§ GOAL A
Rewrite the records, changing "person in shorts" to "person wearing shorts" and leaving everything else unchanged. Leave the pictures out of your answer.

In the space of 65 years Belfast went from a regional backwater to an industrial powerhouse. AP Maginness talks to the editor of a new book about Belfast's 'Belle Epoque' and discovers a frontier town in the style of the American west A LMOST 400 hundred years ago the small settlement of Belfast, with a population of about 1,000 people, was granted its royal charter as a borough.
Three hundred years later, Belfast emerged as an industrial powerhouse of international importance.
With one of the world's largest ports, it enjoyed a brief spell as Ireland's largest urban centre and was a major player in the British industrial scene.
How did this happen in such a relatively short period and why?
Social and economic history lecturer at Queen's University, Belfast, Dr Olwen Purdue has the answer, having recently published a study of Belfast's rise as an industrial power from 1850 to 1914.
Belfast: The Emerging City 1850-1914, which Dr Purdue edited, celebrates and explores Belfast's own Belle Epoque through the essays of 17 contributors including the novelist Glenn Patterson.
"The origins of the book began with a chance conversation about five years ago," Dr Purdue says.
"Myself and a few PhD students were talking about governance among the elites of Belfast's early history.
"We soon realised that there was a lot of research that could be done and probably needed to be done."

(Dataset rows on where objects appear)

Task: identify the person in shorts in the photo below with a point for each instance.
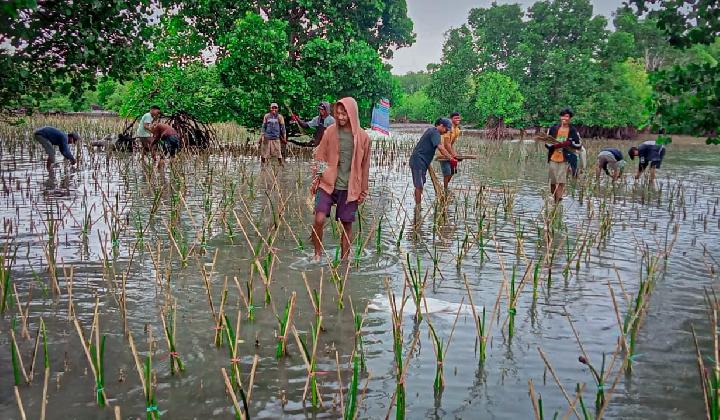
(559, 154)
(448, 140)
(424, 152)
(165, 140)
(50, 137)
(651, 155)
(143, 132)
(341, 174)
(610, 159)
(273, 135)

§ GOAL B
Answer these questions using the Belfast article above.
(i) About how many people lived in Belfast when it was granted its royal charter?
(ii) How many contributors wrote essays for the book that Dr Olwen Purdue edited?
(iii) What span of years does her study of Belfast's rise as an industrial power cover?

§ TASK RESPONSE A
Task: identify the person wearing shorts in the photo below with a point for each instance.
(559, 154)
(448, 140)
(424, 152)
(165, 140)
(50, 137)
(651, 155)
(143, 132)
(341, 174)
(610, 159)
(273, 135)

§ TASK RESPONSE B
(i) About 1,000 people.
(ii) 17 contributors.
(iii) From 1850 to 1914.